**WORK TO COMPLETE**
All lines from the one with "Zoom in on white" to the end of the entries below must be written out exactly. Leave out any other line.
____
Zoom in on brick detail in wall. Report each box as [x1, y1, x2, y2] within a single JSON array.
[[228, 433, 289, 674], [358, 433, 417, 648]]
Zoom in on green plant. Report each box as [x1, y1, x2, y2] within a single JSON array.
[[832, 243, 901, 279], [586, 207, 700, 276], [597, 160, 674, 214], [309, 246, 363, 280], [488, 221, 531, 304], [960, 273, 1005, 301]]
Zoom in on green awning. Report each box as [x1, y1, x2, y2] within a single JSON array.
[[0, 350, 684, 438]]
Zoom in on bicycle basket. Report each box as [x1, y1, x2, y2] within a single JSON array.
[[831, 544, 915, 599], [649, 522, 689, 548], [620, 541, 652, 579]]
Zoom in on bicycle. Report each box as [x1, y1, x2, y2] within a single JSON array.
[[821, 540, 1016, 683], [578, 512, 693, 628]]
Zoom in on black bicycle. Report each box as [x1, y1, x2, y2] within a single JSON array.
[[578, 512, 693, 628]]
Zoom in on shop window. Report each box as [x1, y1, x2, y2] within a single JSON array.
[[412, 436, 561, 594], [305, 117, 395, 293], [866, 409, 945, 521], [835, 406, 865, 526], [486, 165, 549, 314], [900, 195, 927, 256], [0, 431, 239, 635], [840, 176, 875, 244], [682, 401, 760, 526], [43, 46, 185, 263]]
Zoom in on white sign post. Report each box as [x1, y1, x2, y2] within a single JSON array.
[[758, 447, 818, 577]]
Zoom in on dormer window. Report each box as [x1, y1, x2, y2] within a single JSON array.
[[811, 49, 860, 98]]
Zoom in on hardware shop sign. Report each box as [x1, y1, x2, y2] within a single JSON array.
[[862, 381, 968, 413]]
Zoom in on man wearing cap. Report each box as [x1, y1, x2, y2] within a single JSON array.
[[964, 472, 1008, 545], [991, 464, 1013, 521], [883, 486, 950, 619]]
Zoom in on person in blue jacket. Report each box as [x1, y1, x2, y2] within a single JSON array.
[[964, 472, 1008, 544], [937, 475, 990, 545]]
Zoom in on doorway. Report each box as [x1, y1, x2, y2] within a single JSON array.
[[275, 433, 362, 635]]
____
**SOLUTION**
Zoom in on white sign post. Report each box as [x1, y1, x2, y2] within a single JSON array.
[[758, 447, 818, 577]]
Zoom in on dormer window. Report each box as [x1, y1, x2, y2] within a single JSON array.
[[811, 49, 860, 98]]
Zoom in on hardware shop sign. Report each box as [x1, y1, x2, y2] within a single JSON array.
[[862, 381, 968, 413]]
Zoom in on man wearing cap. Report each box as [x1, y1, x2, y2] within a single JSON array.
[[964, 472, 1008, 545], [991, 464, 1013, 521], [883, 486, 950, 619]]
Zoom in on person in blue jacket. Report each box as [x1, y1, x2, y2] within a single JSON array.
[[964, 472, 1008, 544], [937, 475, 990, 545]]
Zoom in on doorway. Report each box as [x1, y1, x2, y2] within a single JSON array.
[[275, 433, 362, 635]]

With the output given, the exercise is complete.